What is being asked :: Before copying the entries, remove the pictures; everything else stays exactly as it is.

Segment Open

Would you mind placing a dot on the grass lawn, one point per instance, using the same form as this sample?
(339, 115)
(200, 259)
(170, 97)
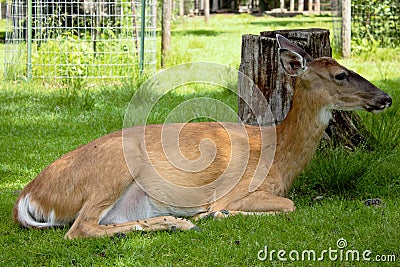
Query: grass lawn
(39, 122)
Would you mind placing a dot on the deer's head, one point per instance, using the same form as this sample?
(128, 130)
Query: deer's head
(334, 85)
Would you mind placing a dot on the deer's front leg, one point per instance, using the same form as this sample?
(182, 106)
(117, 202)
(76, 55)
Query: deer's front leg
(256, 203)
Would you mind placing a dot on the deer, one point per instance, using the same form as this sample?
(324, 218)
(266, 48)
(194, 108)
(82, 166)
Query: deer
(109, 186)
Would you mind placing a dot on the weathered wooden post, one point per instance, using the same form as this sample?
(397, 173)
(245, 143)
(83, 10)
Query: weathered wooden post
(259, 62)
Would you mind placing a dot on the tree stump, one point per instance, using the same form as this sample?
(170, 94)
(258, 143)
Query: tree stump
(259, 62)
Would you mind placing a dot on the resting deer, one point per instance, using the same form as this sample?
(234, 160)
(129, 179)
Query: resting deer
(95, 187)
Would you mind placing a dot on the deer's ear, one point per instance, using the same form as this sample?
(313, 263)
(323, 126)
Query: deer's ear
(293, 63)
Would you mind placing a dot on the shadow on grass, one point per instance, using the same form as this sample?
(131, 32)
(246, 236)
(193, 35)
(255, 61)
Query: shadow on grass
(199, 32)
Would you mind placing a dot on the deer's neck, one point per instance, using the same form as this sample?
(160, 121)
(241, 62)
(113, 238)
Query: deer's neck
(298, 136)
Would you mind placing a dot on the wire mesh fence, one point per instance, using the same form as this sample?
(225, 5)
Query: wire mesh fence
(79, 39)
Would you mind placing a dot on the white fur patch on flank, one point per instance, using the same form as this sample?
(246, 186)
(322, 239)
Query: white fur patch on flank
(30, 215)
(325, 115)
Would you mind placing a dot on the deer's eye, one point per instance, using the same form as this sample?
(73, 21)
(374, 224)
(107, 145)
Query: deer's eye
(341, 76)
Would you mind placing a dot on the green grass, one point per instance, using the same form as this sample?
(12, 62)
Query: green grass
(39, 122)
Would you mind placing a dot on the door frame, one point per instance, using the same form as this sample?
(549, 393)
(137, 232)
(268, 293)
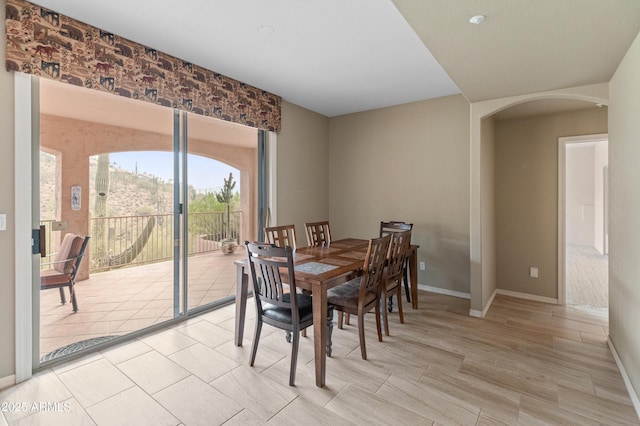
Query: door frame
(563, 143)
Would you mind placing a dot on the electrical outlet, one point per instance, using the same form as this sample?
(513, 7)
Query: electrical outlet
(59, 226)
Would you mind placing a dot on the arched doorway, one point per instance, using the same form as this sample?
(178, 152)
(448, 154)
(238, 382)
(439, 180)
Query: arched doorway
(482, 212)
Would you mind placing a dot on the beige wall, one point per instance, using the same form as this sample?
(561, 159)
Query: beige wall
(7, 242)
(488, 210)
(526, 163)
(410, 163)
(624, 213)
(302, 169)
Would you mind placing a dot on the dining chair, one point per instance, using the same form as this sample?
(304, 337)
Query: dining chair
(64, 268)
(281, 236)
(398, 248)
(390, 228)
(274, 302)
(362, 294)
(318, 233)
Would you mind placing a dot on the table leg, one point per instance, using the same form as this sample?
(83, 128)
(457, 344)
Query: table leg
(320, 331)
(242, 287)
(413, 272)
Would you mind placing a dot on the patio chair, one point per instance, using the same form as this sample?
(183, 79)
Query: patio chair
(65, 267)
(281, 236)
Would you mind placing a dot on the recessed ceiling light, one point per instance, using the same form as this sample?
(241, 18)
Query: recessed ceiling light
(266, 30)
(476, 20)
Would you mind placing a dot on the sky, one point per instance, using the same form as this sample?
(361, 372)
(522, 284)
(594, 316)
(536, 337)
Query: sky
(204, 174)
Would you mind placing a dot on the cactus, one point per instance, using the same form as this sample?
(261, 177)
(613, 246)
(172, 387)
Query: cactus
(100, 236)
(225, 196)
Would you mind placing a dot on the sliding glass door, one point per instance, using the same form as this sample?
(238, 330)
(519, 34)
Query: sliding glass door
(167, 198)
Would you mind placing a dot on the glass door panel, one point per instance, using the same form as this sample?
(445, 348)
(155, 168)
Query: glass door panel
(119, 155)
(221, 185)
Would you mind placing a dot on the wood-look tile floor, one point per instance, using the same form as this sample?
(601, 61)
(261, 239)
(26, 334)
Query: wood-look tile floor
(526, 363)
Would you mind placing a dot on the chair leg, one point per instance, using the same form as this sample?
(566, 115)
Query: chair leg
(329, 330)
(294, 357)
(378, 326)
(400, 305)
(74, 301)
(363, 347)
(256, 339)
(406, 281)
(385, 316)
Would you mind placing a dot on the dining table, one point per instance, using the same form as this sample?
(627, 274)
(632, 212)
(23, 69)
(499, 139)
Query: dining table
(317, 269)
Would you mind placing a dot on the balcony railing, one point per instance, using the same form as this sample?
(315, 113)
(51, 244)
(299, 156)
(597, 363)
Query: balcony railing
(122, 241)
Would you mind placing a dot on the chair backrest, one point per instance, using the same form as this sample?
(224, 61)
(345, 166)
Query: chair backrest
(281, 236)
(67, 256)
(265, 263)
(394, 226)
(318, 233)
(400, 242)
(373, 271)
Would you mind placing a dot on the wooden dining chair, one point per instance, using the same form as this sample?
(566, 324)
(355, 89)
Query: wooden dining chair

Segment Closed

Written solution ::
Would you mind placing a dot on the grass lawn, one point per instance, using the same form as this sample?
(339, 115)
(200, 259)
(170, 97)
Query: grass lawn
(39, 122)
Would you mind placing a dot on the deer's head, one point per instance, using the same form as this sample?
(128, 130)
Query: deer's head
(334, 85)
Would you mind placing a dot on the deer's front leg, one point per instance, using the same form as this sample?
(182, 106)
(117, 202)
(76, 55)
Query: deer's front leg
(256, 203)
Would you mind placing a dot on the deer, one point per instance, using the same form as this sample?
(324, 218)
(266, 48)
(194, 108)
(82, 166)
Query: deer
(109, 186)
Would you mind placing a dot on the weathered wooden post, one point per instance, using the same form as this sample?
(397, 173)
(245, 143)
(83, 10)
Query: weathered wooden post
(259, 62)
Would you mind placing a dot on the tree stump, one point per instance, using the same form as this sample?
(170, 94)
(258, 143)
Query: tree stump
(259, 62)
Would you mind placing a dot on the resting deer, one point per instance, using the same form as this sample?
(234, 160)
(129, 179)
Query: resting deer
(95, 187)
Would you mind placing a dot on the deer's ear, one point per instance, using the same form as this sample?
(313, 263)
(323, 126)
Query: deer's ear
(293, 63)
Would you mind placing a dot on the shadow on grass, one point per instance, using the same form as this sample?
(131, 32)
(246, 236)
(193, 35)
(255, 61)
Query: shadow on grass
(199, 32)
Would you mind placing a dot on the deer's neck, one point per instance, using the same form as this sample?
(160, 121)
(241, 62)
(113, 238)
Query: deer's neck
(298, 136)
Would you mind placing a dot on the wire mesh fence, one point per instance, using the same form as this sample?
(225, 5)
Query: wire mesh fence
(79, 39)
Would you mind placing a dot on the white fur patch on flank, one point per instance, using the same form as this sample?
(246, 186)
(322, 239)
Query: white fur patch on flank
(30, 215)
(325, 115)
Would you mind placing a dot on the deer's eye, one point per instance, using the same form as this sample?
(73, 21)
(374, 224)
(107, 145)
Query: deer's eye
(341, 76)
Would you mind placing a dot on the green grass, one point per instance, using the same form as this sample?
(12, 62)
Query: green grass
(39, 122)
Would you mind placing a dot on the door frame, one point per instance, using the same form as this sample?
(549, 393)
(137, 232)
(268, 293)
Query: door frame
(563, 143)
Would you mind placing a dot on the electrical outlet, one point per instance, using the same form as this sample?
(513, 7)
Query: electrical outlet
(59, 226)
Would you mind placing a dot on the arched doorway, one point per instance, using the same form as this sample?
(178, 152)
(448, 154)
(238, 382)
(439, 180)
Query: arched doorway
(482, 212)
Would you mind placing a dot on the beige wall, one point per instance, using the same form as this sample?
(561, 159)
Query: beige wall
(7, 242)
(488, 210)
(526, 163)
(410, 163)
(624, 213)
(302, 169)
Would you mind placing a dot on the dining chair, one point per instance, using the same form as this sample?
(304, 337)
Query: dining chair
(64, 268)
(281, 236)
(398, 248)
(390, 228)
(274, 302)
(362, 294)
(318, 233)
Would you mind placing a dot on the table leg, one point per instance, using the same form as this sample?
(83, 128)
(457, 344)
Query: table leg
(320, 331)
(242, 287)
(413, 272)
Would you mind placing a dot on the patio chair, one point per instance, using the same form as this sample?
(183, 79)
Query: patio chair
(65, 267)
(281, 236)
Would you mind placing a dot on the recessed ceiling light, one point per instance, using the same form as this sample?
(241, 18)
Query: recessed ceiling light
(266, 30)
(476, 20)
Would you mind placing a dot on the sky, one point per instance, using the same form as this sample?
(361, 372)
(522, 284)
(594, 316)
(536, 337)
Query: sky
(204, 174)
Would you mind placing a dot on the cactus, one point per instance, using the same form as this sample?
(261, 177)
(613, 246)
(172, 387)
Query: cactus
(100, 236)
(225, 196)
Would you mind placing a dot on the sliding glass door, one point per instance, using the same form as this sample?
(238, 330)
(519, 34)
Query: sliding glass door
(167, 198)
Would you mind placing a dot on the glass door panel, one point per instance, using the same form as this sample?
(445, 348)
(155, 168)
Query: glass door panel
(119, 155)
(221, 185)
Would you mind placing a dot on the wood-look tile floor, one point per instance, using the same form as this sample?
(601, 61)
(261, 239)
(26, 334)
Query: wood-look tile floor
(526, 363)
Would you mind placing a dot on the chair leg, one point per instance, using the same form as this sample?
(566, 115)
Query: chair leg
(329, 330)
(294, 357)
(378, 326)
(400, 305)
(74, 301)
(363, 347)
(256, 339)
(406, 281)
(385, 316)
Would you mind placing a dot on the dining table, one point per instance, using the same form as this sample?
(627, 274)
(632, 212)
(23, 69)
(499, 139)
Query: dining table
(317, 269)
Would you mind placing a dot on the balcony railing, one point per instance, using the same form as this sample?
(315, 113)
(51, 244)
(299, 156)
(597, 363)
Query: balcony railing
(122, 241)
Would you mind placing a dot on the chair backrest, one point per instance, using the same form as this sample?
(224, 61)
(345, 166)
Query: chair backrest
(281, 236)
(67, 256)
(265, 263)
(394, 226)
(318, 233)
(400, 242)
(373, 271)
Would you mind placing a dot on the wooden dining chair, one point per instance, using the same form as this sample?
(566, 324)
(355, 89)
Query: wooden dining chair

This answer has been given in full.